Passage shown ->
-=-=-=-=-

Friday, May 7, 2010

land rights for amazonian peoples


thank you laura for sending out this article about hernando de soto's campaign for indigenous land rights in the amazon. it features the yaguas people, whom we visited and with whom I took the above photograph of a female shaman during our filming trip last year.

Tuesday, March 30, 2010

News that makes me feel better.

Peruvian Amazon trees a niche market for carbon trading

SANTA ROSA, Peru — In a far-flung corner of the Peruvian Amazon, a multinational company aims to offset carbon dioxide emissions from its factories in France by planting thousands of trees which may also provide an income for local communities.

Amid accusations of greenwashing levelled at big firms trying to clean up their image, Nestle Waters France has hired French environmentalist Tristan Lecomte and his carbon management company, The Pure Project, to execute its plan.

Nestle wants to offset the equivalent of all the annual carbon emissions from its Vittel mineral water plants in France and Belgium -- about 115,000 tonnes of carbon a year.

In order to do this, it is investing 409,000 euros (550,000 dollars) to fund the planting of a total of 350,000 trees, mostly tropical hardwoods, in an existing project in the Bolivian Amazon and a new one in the jungle of Peru with a view to renewing the same number of trees every year.

For Lecomte it will be working with old friends -- cocoa farmers in the remote village of Santa Ana and other communities who live in the dense, high forest alongside the deep brown Huayabamba river, near the town of Juanjui, in Peru?s heavily deforested San Martin region, about 600 kilometers (375 miles) from Lima.

It's there where Lecomte already works with small cocoa farmers making fair trade and organic chocolate for Alter Eco, France's number one fair trade brand.

"These farmers are organic, they benefit from fair trade and now they plant these trees so they also fight against global warming," he told AFP standing at dusk in the riverside village of Santa Rosa.

-=-=-=-=-

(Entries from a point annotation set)
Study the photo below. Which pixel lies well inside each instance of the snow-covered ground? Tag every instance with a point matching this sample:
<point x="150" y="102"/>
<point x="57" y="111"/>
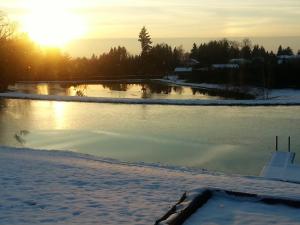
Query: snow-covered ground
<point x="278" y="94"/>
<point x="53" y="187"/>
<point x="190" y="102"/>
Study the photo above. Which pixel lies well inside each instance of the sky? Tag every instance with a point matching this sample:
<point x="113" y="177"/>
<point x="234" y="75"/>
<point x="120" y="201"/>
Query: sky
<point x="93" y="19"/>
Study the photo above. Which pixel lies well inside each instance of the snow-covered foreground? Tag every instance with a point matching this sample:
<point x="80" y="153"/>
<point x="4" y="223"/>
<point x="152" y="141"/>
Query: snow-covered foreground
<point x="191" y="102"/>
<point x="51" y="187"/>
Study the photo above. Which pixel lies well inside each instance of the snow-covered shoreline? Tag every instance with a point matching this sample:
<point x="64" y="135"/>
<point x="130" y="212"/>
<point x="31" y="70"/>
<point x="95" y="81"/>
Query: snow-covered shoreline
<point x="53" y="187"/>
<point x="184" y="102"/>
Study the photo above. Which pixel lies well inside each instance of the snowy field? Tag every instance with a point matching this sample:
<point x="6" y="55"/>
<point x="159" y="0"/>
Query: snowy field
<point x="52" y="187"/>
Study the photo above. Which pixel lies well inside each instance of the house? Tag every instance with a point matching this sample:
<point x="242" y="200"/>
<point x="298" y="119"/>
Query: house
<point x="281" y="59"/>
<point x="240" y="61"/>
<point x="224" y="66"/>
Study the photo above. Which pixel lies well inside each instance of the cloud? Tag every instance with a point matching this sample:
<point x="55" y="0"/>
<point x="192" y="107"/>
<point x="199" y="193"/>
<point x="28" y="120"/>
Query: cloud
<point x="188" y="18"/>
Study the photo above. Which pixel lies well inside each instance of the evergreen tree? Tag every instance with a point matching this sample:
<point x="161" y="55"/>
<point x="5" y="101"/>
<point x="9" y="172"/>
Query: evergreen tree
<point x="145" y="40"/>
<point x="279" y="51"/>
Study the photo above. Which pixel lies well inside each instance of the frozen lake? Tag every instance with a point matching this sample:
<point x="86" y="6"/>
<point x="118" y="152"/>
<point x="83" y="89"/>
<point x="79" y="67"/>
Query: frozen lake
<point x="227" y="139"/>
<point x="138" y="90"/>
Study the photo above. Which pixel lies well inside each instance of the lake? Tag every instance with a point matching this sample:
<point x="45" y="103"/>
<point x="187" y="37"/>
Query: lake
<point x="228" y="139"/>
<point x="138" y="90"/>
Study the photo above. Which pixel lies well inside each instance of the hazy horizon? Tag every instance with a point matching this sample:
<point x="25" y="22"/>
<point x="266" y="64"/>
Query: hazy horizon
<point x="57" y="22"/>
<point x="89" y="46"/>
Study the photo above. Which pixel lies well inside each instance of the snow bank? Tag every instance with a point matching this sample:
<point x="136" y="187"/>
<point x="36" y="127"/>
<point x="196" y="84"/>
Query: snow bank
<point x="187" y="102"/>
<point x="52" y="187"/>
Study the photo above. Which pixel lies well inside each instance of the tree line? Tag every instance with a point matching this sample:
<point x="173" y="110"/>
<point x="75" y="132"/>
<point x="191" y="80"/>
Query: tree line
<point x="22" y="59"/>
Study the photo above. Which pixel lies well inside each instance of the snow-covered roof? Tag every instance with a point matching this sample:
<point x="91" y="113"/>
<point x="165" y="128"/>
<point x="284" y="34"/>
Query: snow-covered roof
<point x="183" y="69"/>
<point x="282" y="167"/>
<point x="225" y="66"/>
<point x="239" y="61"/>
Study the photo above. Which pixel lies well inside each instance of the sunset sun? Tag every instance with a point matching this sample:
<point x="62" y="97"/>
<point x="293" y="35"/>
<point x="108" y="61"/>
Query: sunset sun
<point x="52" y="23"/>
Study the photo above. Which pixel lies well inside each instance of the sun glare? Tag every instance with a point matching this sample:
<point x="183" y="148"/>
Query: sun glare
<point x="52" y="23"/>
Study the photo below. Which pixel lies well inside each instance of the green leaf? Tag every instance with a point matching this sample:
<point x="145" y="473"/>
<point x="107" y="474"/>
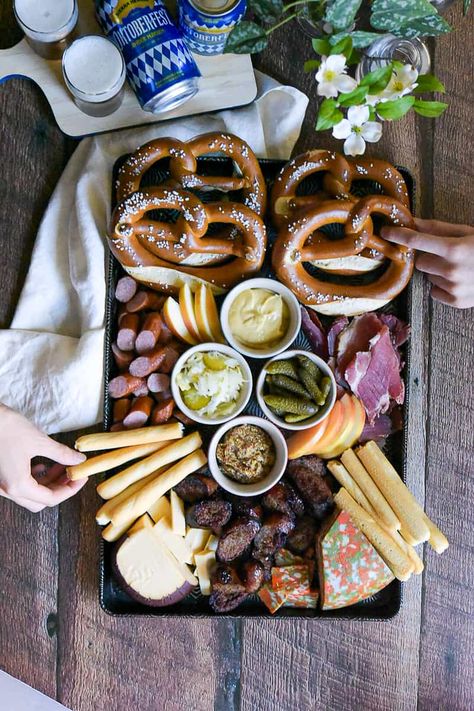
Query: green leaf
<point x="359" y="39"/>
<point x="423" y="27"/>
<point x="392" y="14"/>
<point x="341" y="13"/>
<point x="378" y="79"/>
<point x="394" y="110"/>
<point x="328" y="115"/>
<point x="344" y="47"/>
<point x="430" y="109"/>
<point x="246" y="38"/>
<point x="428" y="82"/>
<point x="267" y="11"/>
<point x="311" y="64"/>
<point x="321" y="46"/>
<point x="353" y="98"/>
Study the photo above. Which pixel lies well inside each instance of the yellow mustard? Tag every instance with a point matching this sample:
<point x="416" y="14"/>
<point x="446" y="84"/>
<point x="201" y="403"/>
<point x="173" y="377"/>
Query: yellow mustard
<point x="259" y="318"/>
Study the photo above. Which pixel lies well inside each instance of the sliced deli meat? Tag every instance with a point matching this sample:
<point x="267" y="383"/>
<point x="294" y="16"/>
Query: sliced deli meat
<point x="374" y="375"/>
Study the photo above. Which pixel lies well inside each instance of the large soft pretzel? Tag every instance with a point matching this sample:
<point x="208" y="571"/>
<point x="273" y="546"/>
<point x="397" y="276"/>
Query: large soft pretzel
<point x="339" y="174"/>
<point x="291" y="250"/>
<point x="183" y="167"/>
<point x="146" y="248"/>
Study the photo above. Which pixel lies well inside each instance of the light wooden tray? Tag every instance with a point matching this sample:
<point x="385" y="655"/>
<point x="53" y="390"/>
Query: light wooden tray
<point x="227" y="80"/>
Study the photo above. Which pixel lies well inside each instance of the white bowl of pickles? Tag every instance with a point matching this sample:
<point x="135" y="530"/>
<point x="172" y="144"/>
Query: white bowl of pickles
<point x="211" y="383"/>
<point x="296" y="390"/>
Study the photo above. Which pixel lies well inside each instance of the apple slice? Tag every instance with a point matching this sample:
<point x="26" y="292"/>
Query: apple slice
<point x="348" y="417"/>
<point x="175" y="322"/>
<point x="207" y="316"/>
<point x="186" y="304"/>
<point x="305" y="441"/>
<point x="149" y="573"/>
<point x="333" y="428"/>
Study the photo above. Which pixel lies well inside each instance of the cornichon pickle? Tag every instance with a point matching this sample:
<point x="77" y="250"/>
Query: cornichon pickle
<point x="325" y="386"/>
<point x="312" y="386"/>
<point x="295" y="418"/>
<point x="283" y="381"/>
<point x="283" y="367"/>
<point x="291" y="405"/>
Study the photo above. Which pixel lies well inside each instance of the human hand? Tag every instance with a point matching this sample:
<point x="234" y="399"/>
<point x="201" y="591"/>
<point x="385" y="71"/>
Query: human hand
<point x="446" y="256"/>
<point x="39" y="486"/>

-=-=-=-=-

Given problem A -> List every company or organization named in the blog page.
Given problem B -> Filter the records down to the lines that contain the string "sunset", matching case exactly.

Result A ->
Nestle Waters France
The Pure Project
Alter Eco
AFP

Result B ->
Study the photo above. Which pixel lies well inside each instance of the sunset sun? Tag every instance with a point matching this sample:
Query: sunset sun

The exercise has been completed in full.